§ Point-per-instance localization data:

=== Begin Enclosure ===

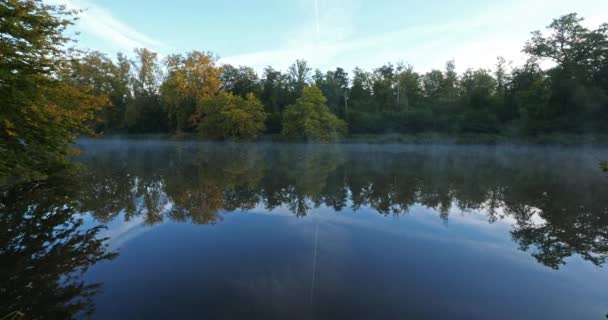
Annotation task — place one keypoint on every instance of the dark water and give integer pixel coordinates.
(271, 231)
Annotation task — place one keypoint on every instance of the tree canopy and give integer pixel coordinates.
(40, 114)
(228, 116)
(50, 93)
(309, 118)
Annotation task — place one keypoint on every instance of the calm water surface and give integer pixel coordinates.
(185, 230)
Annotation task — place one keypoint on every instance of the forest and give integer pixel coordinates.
(173, 95)
(51, 91)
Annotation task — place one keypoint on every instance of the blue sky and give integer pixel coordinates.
(327, 33)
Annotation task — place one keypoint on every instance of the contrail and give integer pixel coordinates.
(317, 18)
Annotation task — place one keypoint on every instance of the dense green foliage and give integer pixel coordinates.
(309, 118)
(39, 113)
(227, 116)
(569, 97)
(49, 93)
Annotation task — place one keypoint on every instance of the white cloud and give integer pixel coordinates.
(95, 21)
(501, 30)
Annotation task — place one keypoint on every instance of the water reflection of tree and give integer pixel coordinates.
(555, 206)
(44, 250)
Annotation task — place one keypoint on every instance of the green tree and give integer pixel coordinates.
(227, 116)
(309, 118)
(145, 114)
(190, 79)
(40, 115)
(240, 81)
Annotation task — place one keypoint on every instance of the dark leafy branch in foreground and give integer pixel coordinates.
(50, 94)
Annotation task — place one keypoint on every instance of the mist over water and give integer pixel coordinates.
(337, 231)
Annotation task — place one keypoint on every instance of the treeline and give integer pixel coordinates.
(50, 93)
(553, 208)
(192, 92)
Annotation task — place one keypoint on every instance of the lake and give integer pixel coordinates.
(160, 229)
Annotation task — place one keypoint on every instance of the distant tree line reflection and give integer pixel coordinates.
(556, 203)
(558, 208)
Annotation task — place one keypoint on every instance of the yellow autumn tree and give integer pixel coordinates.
(190, 78)
(39, 114)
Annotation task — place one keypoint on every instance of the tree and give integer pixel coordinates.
(227, 116)
(299, 76)
(578, 81)
(275, 96)
(145, 114)
(309, 118)
(190, 79)
(40, 115)
(240, 81)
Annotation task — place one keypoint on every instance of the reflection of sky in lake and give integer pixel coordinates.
(368, 265)
(354, 231)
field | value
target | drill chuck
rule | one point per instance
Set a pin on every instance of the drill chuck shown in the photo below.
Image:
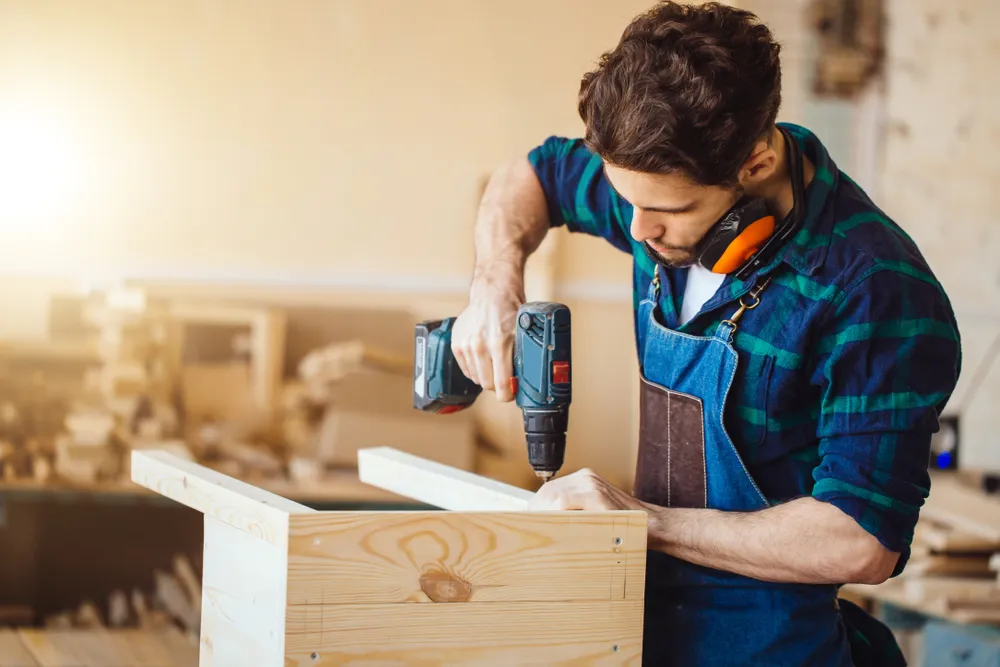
(545, 433)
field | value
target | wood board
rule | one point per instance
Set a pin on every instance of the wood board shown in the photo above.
(466, 587)
(438, 485)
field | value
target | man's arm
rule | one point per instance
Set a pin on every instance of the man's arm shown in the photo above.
(802, 541)
(559, 182)
(512, 222)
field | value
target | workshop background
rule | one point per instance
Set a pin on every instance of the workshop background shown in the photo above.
(219, 222)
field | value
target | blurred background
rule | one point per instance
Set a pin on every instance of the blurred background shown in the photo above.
(220, 220)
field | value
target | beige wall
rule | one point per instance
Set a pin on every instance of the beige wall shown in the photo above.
(335, 145)
(940, 180)
(280, 141)
(924, 143)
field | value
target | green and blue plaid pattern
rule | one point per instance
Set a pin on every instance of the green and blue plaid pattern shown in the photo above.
(845, 365)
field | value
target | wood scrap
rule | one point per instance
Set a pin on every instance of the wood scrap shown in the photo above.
(60, 620)
(13, 653)
(141, 608)
(16, 614)
(170, 595)
(963, 508)
(189, 580)
(337, 360)
(304, 470)
(941, 537)
(88, 616)
(118, 612)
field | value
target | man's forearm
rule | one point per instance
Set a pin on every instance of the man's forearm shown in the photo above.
(803, 541)
(512, 221)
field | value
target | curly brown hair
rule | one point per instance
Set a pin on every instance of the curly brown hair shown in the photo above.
(688, 88)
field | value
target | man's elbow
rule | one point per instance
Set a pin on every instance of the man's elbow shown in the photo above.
(872, 562)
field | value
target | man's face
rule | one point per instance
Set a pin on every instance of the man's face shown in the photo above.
(671, 214)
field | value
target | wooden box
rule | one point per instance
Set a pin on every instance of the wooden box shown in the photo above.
(480, 582)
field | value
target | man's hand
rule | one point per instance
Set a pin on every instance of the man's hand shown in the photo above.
(583, 490)
(483, 337)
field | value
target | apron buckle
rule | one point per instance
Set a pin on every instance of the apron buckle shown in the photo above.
(754, 294)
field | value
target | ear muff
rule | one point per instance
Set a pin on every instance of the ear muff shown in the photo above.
(738, 236)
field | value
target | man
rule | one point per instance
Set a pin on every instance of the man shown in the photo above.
(795, 348)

=== End Enclosure ===

§ The task: Each line carrying the string "chuck" should be copied out from the entries.

§ Answer area:
target | drill chuck
Set a pin on every instance of the drill chuck shown in the photo below.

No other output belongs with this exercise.